◆ **INSTRUCTIONS TO FOLLOW**:
Put the listing below into a JSON list of strings with one string per line, omitting blank lines. Leave the pictures out.

[Dataset items]
==============================
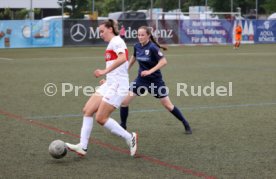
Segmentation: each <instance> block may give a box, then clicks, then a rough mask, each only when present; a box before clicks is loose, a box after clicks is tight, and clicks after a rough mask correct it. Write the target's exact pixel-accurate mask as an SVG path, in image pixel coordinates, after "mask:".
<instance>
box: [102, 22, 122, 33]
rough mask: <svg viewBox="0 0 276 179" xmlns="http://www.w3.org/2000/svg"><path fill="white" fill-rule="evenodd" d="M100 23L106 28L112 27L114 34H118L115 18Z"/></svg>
mask: <svg viewBox="0 0 276 179" xmlns="http://www.w3.org/2000/svg"><path fill="white" fill-rule="evenodd" d="M101 25H104V26H105V27H106V28H112V31H113V33H114V35H119V25H118V22H117V21H116V20H113V19H108V20H105V21H103V22H102V23H101Z"/></svg>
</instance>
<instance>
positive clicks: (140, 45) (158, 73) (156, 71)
mask: <svg viewBox="0 0 276 179" xmlns="http://www.w3.org/2000/svg"><path fill="white" fill-rule="evenodd" d="M133 56H134V57H135V58H136V60H137V61H138V63H139V71H138V78H140V79H141V80H146V81H160V80H162V74H161V71H160V70H157V71H155V72H154V73H152V74H150V75H148V76H145V77H141V72H142V71H144V70H150V69H151V68H153V67H154V66H156V65H157V63H158V62H159V60H160V59H161V58H163V57H164V56H163V53H162V52H161V51H160V49H159V47H157V45H156V44H155V43H153V42H151V41H149V43H147V44H146V45H144V46H142V45H141V43H137V44H135V45H134V54H133Z"/></svg>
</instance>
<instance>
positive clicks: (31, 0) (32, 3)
mask: <svg viewBox="0 0 276 179" xmlns="http://www.w3.org/2000/svg"><path fill="white" fill-rule="evenodd" d="M29 16H30V20H33V0H30V13H29Z"/></svg>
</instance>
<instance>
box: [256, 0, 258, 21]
mask: <svg viewBox="0 0 276 179" xmlns="http://www.w3.org/2000/svg"><path fill="white" fill-rule="evenodd" d="M256 19H258V0H256Z"/></svg>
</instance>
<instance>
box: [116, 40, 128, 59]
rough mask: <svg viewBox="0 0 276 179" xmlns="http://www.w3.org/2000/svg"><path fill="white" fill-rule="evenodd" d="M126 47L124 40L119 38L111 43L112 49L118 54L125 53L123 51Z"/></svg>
mask: <svg viewBox="0 0 276 179" xmlns="http://www.w3.org/2000/svg"><path fill="white" fill-rule="evenodd" d="M125 50H126V48H125V45H124V42H123V41H121V40H117V41H116V42H114V44H113V51H114V52H115V53H116V54H117V55H118V54H120V53H126V52H125Z"/></svg>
==============================
◆ **OUTPUT OF THE EXERCISE**:
[
  "Segmentation: each <instance> block may give a box, then clicks, then a rough mask, each only when present; a box before clicks is loose, a box after clicks is tight, and clicks after a rough mask correct it. Write the target's exact pixel-accurate mask as an SVG path, in image pixel coordinates, after \"mask:\".",
  "<instance>",
  "box: [102, 22, 122, 33]",
  "rough mask: <svg viewBox=\"0 0 276 179\" xmlns=\"http://www.w3.org/2000/svg\"><path fill=\"white\" fill-rule=\"evenodd\" d=\"M100 23L106 28L112 27L114 34H118L115 18Z\"/></svg>",
  "mask: <svg viewBox=\"0 0 276 179\" xmlns=\"http://www.w3.org/2000/svg\"><path fill=\"white\" fill-rule=\"evenodd\" d=\"M101 25H104V26H105V27H106V28H112V31H113V33H114V35H119V25H118V22H117V21H116V20H113V19H108V20H105V21H103V22H102V23H101Z\"/></svg>",
  "</instance>",
  "<instance>",
  "positive clicks: (140, 45) (158, 73) (156, 71)",
  "mask: <svg viewBox=\"0 0 276 179\" xmlns=\"http://www.w3.org/2000/svg\"><path fill=\"white\" fill-rule=\"evenodd\" d=\"M133 56H134V57H135V58H136V60H137V61H138V63H139V71H138V78H140V79H141V80H146V81H160V80H162V74H161V71H160V70H157V71H155V72H154V73H152V74H150V75H148V76H145V77H141V72H142V71H144V70H150V69H151V68H153V67H154V66H156V65H157V63H158V62H159V60H160V59H161V58H163V57H164V56H163V53H162V52H161V51H160V49H159V47H157V45H156V44H155V43H153V42H151V41H149V43H147V44H146V45H144V46H142V45H141V43H137V44H135V45H134V54H133Z\"/></svg>",
  "</instance>",
  "<instance>",
  "positive clicks: (31, 0) (32, 3)",
  "mask: <svg viewBox=\"0 0 276 179\" xmlns=\"http://www.w3.org/2000/svg\"><path fill=\"white\" fill-rule=\"evenodd\" d=\"M29 16H30V20H33V0H30V13H29Z\"/></svg>",
  "</instance>",
  "<instance>",
  "box: [256, 0, 258, 21]",
  "mask: <svg viewBox=\"0 0 276 179\" xmlns=\"http://www.w3.org/2000/svg\"><path fill=\"white\" fill-rule=\"evenodd\" d=\"M256 19H258V0H256Z\"/></svg>",
  "</instance>",
  "<instance>",
  "box: [116, 40, 128, 59]",
  "rough mask: <svg viewBox=\"0 0 276 179\" xmlns=\"http://www.w3.org/2000/svg\"><path fill=\"white\" fill-rule=\"evenodd\" d=\"M126 47L124 40L119 38L111 43L112 49L118 54L125 53L123 51Z\"/></svg>",
  "mask: <svg viewBox=\"0 0 276 179\" xmlns=\"http://www.w3.org/2000/svg\"><path fill=\"white\" fill-rule=\"evenodd\" d=\"M125 50H126V48H125V45H124V42H123V41H121V40H117V41H116V42H114V44H113V51H114V52H115V53H116V54H117V55H118V54H120V53H126V52H125Z\"/></svg>"
]